YOUR GOAL » Write the entries below out again exactly; any picture in them stays out.

::: PROVIDED RECORDS

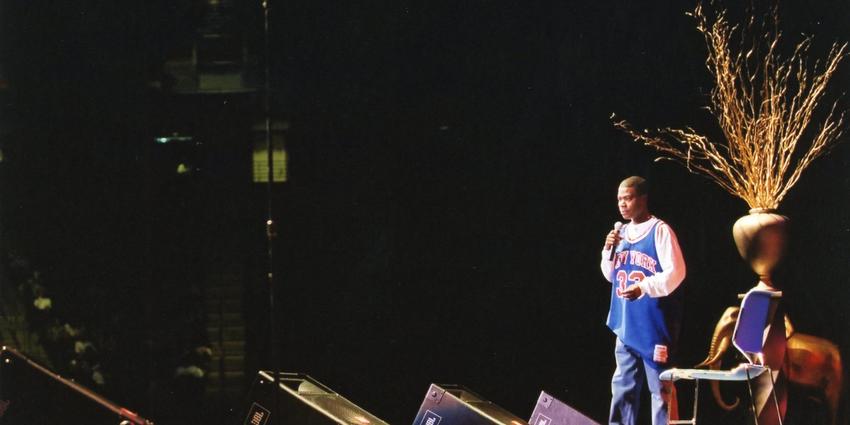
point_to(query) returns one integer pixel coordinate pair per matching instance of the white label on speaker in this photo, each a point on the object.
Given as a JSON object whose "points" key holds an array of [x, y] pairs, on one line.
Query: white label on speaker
{"points": [[660, 354], [542, 420], [258, 415], [431, 418]]}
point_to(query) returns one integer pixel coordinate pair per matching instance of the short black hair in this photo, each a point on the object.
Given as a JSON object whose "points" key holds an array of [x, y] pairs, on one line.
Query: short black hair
{"points": [[639, 183]]}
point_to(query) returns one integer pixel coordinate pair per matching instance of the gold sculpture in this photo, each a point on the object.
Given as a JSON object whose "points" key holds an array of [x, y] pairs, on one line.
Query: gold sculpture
{"points": [[811, 362]]}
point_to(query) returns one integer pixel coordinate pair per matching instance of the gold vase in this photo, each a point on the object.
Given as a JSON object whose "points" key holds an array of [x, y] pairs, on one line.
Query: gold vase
{"points": [[760, 238]]}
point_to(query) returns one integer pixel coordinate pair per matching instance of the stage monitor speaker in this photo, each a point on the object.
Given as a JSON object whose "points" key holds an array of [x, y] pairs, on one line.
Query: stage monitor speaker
{"points": [[551, 411], [456, 405], [302, 401], [32, 394]]}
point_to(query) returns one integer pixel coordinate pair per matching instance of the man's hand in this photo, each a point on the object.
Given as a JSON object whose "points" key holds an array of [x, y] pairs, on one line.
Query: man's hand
{"points": [[612, 239], [632, 292]]}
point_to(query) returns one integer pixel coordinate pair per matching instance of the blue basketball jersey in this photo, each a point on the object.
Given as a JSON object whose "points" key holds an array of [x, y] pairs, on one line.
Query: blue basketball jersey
{"points": [[648, 325]]}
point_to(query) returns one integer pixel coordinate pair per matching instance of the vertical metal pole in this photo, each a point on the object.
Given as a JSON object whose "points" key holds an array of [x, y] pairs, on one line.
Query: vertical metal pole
{"points": [[271, 231]]}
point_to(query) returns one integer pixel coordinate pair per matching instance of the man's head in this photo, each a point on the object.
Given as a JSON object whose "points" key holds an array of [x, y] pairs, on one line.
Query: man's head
{"points": [[632, 199]]}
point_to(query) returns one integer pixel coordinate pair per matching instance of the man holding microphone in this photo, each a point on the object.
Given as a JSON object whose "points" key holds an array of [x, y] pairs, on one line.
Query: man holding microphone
{"points": [[644, 264]]}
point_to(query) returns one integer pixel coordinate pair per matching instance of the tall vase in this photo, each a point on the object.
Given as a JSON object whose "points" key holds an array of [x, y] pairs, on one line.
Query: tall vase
{"points": [[760, 238]]}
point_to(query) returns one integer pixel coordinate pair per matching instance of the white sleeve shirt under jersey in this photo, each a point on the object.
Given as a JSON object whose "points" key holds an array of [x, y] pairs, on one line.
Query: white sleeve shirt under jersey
{"points": [[669, 255]]}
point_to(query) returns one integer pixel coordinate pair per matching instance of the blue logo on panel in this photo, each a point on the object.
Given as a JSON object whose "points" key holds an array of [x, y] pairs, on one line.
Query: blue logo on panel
{"points": [[431, 418]]}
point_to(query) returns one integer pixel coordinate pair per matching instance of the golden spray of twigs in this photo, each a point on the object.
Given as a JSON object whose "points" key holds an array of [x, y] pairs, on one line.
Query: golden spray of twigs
{"points": [[764, 103]]}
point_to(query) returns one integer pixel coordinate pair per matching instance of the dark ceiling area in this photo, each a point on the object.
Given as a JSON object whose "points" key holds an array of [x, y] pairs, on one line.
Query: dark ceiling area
{"points": [[451, 175]]}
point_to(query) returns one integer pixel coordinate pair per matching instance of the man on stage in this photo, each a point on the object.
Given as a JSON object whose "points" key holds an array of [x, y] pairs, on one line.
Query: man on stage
{"points": [[644, 263]]}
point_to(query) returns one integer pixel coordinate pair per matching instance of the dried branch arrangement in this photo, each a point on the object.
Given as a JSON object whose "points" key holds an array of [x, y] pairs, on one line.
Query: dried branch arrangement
{"points": [[764, 104]]}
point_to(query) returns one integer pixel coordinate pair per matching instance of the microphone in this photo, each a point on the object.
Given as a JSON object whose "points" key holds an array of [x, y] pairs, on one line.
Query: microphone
{"points": [[617, 226]]}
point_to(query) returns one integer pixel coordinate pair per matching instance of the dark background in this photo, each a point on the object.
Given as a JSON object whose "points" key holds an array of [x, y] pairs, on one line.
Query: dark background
{"points": [[453, 172]]}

::::::

THE RESPONSE »
point_to(query) returns one integer pixel coordinate pair per matching instance of the white label on speaker in this photo, each a point on the object.
Given as a JSON object whose "points" key holds an array of [x, y] pairs, on one line.
Query: white label on speaker
{"points": [[660, 354], [542, 420], [258, 415], [431, 418]]}
point_to(query) returns one integer pixel coordinate pair per matching instance of the short black hair in this photo, each a point on the object.
Given as a JSON object whose "points" key holds an array of [x, y] pairs, on one line.
Query: short black hair
{"points": [[639, 183]]}
point_to(query) returns one integer pixel coordinate pair per matching instance of the gold sculpture in this photo, each a point on the object.
Given as a JSON object whose "points" key holds an array of [x, y] pairs, on one line.
Query: gold sculpture
{"points": [[811, 362]]}
point_to(query) returns one integer pixel coordinate pair per matching instance of the gold vase in this photo, each a point on the object.
Given as a JSON object whose "points" key holds an array of [x, y] pairs, on one line.
Query: gold vase
{"points": [[760, 238]]}
point_to(query) returns one integer pixel coordinate pair per matching instance of the stage monitor speaker in this photo, each a point on the object.
Given as a JSON object whose "points" key holds an array of [x, y] pairs, on one line.
Query: stage monitor speaker
{"points": [[551, 411], [456, 405], [302, 401], [32, 394]]}
point_to(query) returns one integer pixel coordinate pair per matching instance of the man's hand in this photo, each a point on the object.
Given as a JSON object whose "points" key holds an array of [x, y] pairs, on one line.
Query: man's hand
{"points": [[612, 239], [632, 292]]}
point_to(query) returns one integer pixel coordinate pair per matching instance of the blue basketball jersey in this photo, each a point on the object.
Given as a JSON object whose "points" key holds an array of [x, y] pairs, on one line.
Query: blue basketball jersey
{"points": [[648, 325]]}
point_to(query) returns one integer pixel coordinate pair per matching instance of the vertical metal pole in this photo, each a point on the object.
Given as a JSON object whose "points" key holds an array of [x, y] pairs, on one line.
Query: vertical metal pole
{"points": [[271, 231]]}
point_to(query) returns one integer pixel coordinate pair per matching instance of the man's head in this photo, each a point on the object.
Given as a JSON object whose "points" key holds an array of [x, y] pairs, on one line.
Query: man's head
{"points": [[632, 199]]}
point_to(query) returns one integer pixel coordinate pair per matching instance of the man holding microphone in this photo, each a point on the object.
Given as a JSON object whose "points" key holds an array of [x, y] pairs, on one line.
Query: man holding microphone
{"points": [[644, 264]]}
point_to(query) returns one integer pixel coordinate pair per matching instance of the tall vase in this photo, each a point on the object.
Given as a JSON object whose "points" key holds an array of [x, y] pairs, on one line.
Query: tall vase
{"points": [[760, 238]]}
point_to(query) returns one integer pixel coordinate pair per matching instance of the white sleeve shirt under jersey in this photo, each a point on the object.
Given as a JSON object whose "points" key holds an array of [x, y] pairs, on one line.
Query: white sleeve shirt under jersey
{"points": [[669, 255]]}
point_to(query) returns one integer pixel coordinate pair per matching instance of the blue logo on panel in this photo, each a point on the object.
Given as a JSON object whose "points" key holds an array of [x, y] pairs, on one line.
Query: blue logo on panel
{"points": [[431, 418]]}
point_to(query) returns one integer pixel coordinate pair per matching instance of the golden spray of twigs in this photo, each a point on the object.
Given as a JSON object whose "points" key holds an array of [x, y] pairs, on one line.
Query: golden spray of twigs
{"points": [[764, 103]]}
point_to(query) returns one integer pixel coordinate pair per matching instance of the dark ceiling area in this photo, each a point on the object.
Given as a JSON object whose "points" key holds an array of [x, y] pairs, on one line.
Query: dark ceiling area
{"points": [[451, 175]]}
point_to(query) returns one integer pixel coordinate pair per matching instance of the man on stage in this photo, each a point on the object.
Given as a JSON object whose "points" key holds an array of [x, y] pairs, on one line.
Query: man on stage
{"points": [[644, 263]]}
point_to(query) returns one integer pixel coordinate pair per matching instance of the dried branch arrangement in this photo, each a point on the object.
Given as a JSON object whose "points" key holds an array of [x, y] pairs, on one line.
Query: dried branch arrangement
{"points": [[764, 104]]}
point_to(query) returns one integer pixel coordinate pair per matching instance of the microphone in this photo, each a point on the object.
Given as a JSON object whose "points" key holds an array of [x, y] pairs, on one line.
Query: microphone
{"points": [[617, 226]]}
point_to(query) returns one integer pixel coordinate pair per matching instance of the dark background in this photo, each a point on the object.
Given as a JSON object whose "points" key holds an array of [x, y] pairs, on one line.
Query: dark background
{"points": [[453, 172]]}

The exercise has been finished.